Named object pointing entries
######
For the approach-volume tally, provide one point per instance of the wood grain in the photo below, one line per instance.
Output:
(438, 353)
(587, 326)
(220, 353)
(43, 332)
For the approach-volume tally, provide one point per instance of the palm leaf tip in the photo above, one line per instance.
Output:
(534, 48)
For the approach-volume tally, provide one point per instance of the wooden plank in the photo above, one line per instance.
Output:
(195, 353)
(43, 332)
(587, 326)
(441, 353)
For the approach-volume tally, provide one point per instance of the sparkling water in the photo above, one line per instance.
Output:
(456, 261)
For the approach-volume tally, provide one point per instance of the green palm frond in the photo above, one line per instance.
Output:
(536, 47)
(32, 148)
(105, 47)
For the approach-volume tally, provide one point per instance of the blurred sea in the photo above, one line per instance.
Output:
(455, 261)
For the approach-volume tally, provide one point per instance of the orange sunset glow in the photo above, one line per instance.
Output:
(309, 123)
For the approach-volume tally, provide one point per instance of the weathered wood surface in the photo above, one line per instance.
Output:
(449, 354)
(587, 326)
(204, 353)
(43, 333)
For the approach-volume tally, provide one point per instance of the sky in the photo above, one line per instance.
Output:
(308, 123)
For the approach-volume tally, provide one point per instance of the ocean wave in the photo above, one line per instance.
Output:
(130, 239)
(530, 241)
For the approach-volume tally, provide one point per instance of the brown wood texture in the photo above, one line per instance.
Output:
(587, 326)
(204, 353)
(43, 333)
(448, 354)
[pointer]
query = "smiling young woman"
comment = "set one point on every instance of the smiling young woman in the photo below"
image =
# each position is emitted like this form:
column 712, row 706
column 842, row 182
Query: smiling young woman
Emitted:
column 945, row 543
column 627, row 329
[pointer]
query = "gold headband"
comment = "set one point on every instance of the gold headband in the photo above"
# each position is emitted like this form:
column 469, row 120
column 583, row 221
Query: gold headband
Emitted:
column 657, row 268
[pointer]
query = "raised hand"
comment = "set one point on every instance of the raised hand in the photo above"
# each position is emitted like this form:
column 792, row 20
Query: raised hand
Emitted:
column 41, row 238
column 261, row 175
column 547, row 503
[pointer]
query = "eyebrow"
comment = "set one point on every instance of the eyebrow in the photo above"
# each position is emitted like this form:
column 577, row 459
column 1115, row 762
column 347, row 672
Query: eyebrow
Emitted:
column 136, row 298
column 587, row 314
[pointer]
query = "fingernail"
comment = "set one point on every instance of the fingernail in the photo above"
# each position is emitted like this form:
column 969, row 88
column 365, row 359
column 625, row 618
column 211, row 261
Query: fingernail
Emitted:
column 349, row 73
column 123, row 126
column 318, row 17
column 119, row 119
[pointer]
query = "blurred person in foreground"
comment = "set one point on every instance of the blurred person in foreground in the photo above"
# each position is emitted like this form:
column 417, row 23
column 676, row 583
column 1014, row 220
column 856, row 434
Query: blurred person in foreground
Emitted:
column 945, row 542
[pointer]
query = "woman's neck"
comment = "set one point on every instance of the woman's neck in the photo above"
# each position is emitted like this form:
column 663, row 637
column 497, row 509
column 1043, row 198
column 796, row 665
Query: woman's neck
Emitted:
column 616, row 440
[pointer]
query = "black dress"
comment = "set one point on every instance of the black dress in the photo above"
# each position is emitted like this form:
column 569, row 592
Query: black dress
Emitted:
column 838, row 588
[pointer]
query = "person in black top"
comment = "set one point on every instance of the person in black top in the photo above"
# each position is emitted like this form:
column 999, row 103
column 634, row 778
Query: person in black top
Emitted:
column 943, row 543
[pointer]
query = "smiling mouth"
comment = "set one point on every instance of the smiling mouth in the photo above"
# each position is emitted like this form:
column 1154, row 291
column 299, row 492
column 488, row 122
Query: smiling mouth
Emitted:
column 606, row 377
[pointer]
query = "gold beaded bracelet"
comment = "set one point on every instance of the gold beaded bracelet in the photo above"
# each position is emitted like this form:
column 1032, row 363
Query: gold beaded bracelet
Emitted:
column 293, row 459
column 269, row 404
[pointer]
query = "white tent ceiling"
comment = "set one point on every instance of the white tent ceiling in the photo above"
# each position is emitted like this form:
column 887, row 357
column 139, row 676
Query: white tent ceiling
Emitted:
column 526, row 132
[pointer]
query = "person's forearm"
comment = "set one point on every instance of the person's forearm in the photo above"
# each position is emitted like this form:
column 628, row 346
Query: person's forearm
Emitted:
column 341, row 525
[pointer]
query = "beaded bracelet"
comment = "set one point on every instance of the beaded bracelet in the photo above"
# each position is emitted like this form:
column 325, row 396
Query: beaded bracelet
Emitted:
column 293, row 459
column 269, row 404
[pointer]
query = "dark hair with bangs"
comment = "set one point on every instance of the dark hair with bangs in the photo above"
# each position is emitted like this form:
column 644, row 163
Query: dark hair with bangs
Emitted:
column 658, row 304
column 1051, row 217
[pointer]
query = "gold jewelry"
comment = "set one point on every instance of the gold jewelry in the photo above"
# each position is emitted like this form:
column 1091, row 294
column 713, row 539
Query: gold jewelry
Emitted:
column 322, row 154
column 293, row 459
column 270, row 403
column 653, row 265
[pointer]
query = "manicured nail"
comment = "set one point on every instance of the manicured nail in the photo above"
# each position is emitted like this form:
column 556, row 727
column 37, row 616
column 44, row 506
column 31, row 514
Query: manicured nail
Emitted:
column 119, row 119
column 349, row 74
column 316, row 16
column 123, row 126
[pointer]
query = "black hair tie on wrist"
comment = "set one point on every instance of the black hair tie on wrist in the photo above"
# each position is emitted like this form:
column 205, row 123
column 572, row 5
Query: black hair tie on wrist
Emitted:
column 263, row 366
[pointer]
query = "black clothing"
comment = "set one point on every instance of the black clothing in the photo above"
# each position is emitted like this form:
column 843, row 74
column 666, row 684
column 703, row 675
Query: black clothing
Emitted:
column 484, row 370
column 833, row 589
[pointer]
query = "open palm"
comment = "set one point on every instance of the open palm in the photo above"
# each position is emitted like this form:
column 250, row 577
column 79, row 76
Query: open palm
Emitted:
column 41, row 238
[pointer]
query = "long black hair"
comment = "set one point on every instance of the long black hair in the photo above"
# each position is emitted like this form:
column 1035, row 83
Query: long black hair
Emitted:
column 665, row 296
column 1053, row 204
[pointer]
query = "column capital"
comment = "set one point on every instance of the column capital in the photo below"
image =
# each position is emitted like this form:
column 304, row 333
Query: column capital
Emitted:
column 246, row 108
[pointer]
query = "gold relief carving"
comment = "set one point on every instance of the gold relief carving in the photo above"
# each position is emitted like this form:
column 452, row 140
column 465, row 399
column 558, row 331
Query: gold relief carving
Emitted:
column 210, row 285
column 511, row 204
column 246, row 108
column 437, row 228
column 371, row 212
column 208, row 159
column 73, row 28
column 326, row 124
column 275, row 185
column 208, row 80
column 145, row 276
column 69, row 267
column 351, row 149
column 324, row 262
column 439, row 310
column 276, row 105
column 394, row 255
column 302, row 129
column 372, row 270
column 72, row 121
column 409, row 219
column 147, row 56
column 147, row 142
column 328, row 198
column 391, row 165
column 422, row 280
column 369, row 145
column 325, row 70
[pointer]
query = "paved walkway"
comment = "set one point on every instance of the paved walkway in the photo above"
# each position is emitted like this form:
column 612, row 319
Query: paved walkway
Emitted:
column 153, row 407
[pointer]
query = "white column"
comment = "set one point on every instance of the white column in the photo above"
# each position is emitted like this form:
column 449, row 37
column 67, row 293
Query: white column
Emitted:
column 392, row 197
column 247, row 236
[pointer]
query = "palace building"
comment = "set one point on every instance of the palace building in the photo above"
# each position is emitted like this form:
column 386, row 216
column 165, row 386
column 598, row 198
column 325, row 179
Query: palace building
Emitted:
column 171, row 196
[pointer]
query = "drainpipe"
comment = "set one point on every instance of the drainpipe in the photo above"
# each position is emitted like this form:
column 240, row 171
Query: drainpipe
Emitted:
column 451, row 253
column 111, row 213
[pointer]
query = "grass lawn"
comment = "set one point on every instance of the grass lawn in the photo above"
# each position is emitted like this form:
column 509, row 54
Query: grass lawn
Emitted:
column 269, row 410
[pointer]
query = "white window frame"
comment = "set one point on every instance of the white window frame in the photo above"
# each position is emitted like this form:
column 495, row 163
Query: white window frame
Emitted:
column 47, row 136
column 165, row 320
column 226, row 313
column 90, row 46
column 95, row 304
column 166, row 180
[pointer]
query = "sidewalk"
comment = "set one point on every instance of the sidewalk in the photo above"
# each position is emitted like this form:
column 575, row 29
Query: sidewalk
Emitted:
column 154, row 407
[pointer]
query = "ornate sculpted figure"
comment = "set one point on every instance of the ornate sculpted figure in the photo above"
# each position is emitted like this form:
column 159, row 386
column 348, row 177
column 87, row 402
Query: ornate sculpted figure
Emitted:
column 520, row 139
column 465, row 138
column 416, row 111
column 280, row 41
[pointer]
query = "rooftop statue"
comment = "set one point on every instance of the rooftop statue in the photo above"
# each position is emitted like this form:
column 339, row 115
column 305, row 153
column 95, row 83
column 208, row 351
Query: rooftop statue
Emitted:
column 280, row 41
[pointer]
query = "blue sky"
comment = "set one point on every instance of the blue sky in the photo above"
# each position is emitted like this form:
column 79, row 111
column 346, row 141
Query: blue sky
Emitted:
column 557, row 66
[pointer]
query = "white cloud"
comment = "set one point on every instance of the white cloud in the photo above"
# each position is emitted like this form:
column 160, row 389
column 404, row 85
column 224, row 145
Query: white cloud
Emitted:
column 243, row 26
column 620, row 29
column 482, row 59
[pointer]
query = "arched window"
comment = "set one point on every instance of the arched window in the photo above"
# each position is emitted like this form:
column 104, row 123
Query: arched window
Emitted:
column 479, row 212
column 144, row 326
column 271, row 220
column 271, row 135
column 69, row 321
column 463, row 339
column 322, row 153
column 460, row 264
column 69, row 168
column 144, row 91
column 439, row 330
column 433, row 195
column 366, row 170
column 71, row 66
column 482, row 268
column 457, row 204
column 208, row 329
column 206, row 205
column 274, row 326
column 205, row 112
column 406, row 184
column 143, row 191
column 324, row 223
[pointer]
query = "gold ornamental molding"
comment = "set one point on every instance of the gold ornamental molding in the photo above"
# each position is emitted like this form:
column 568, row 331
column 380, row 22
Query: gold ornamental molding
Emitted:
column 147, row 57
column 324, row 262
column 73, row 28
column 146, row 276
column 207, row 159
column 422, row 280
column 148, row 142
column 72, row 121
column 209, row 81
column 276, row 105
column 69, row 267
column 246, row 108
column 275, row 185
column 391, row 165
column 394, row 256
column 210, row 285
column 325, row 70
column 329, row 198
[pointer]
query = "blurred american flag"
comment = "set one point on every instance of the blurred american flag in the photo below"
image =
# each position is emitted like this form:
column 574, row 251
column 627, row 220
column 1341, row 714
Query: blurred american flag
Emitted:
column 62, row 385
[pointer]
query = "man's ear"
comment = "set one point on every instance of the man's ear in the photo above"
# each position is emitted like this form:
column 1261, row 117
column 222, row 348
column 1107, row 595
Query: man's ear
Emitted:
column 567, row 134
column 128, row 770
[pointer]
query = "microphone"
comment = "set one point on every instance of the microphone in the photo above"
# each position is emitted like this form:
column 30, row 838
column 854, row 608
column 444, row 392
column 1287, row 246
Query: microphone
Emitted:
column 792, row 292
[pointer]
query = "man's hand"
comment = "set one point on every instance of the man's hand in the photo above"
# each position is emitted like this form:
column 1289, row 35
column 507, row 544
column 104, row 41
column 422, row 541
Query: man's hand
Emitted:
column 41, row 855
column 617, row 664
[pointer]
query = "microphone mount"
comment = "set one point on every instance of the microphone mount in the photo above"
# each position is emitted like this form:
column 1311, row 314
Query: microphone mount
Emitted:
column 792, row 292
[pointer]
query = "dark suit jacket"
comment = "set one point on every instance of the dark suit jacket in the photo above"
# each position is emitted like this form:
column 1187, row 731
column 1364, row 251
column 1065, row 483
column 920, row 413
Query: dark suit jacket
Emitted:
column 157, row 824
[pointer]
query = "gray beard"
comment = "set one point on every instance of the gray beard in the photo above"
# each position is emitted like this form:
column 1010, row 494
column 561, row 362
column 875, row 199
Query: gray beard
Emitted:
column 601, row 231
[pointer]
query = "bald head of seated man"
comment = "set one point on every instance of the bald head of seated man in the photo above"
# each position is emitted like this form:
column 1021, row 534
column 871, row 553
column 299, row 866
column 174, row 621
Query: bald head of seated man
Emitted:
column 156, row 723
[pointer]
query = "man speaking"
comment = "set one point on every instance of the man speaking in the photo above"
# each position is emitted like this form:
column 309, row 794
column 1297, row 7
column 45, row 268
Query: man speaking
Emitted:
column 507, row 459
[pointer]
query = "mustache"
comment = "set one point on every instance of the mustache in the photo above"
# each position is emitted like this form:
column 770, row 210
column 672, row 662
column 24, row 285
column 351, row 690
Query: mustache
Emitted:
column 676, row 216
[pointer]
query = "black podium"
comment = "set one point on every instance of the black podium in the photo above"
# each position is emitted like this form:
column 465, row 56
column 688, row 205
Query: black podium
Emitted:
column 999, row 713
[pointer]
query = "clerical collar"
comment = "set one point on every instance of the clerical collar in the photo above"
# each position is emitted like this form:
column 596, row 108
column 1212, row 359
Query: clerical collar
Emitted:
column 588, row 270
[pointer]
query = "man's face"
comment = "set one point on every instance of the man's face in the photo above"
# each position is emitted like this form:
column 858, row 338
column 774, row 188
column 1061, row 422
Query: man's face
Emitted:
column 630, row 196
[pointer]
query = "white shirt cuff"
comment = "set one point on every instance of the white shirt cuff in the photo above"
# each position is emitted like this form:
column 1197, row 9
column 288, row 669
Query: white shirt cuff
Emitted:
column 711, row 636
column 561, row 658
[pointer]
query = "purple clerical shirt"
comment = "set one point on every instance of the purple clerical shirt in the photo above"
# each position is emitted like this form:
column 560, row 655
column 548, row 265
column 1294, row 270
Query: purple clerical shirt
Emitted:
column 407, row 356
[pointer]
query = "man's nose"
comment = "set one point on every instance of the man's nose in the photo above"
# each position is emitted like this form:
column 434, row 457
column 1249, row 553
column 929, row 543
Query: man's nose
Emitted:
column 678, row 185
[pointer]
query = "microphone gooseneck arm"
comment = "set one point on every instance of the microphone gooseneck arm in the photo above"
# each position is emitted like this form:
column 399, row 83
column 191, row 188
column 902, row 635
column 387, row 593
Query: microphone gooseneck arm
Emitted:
######
Do this: Return every line of the rows above that contains the string "tent", copying each one in full.

Finished exercise:
query = "white tent ceiling"
comment = "set one point on every instance of the white tent ceiling in the photo above"
Query: white tent ceiling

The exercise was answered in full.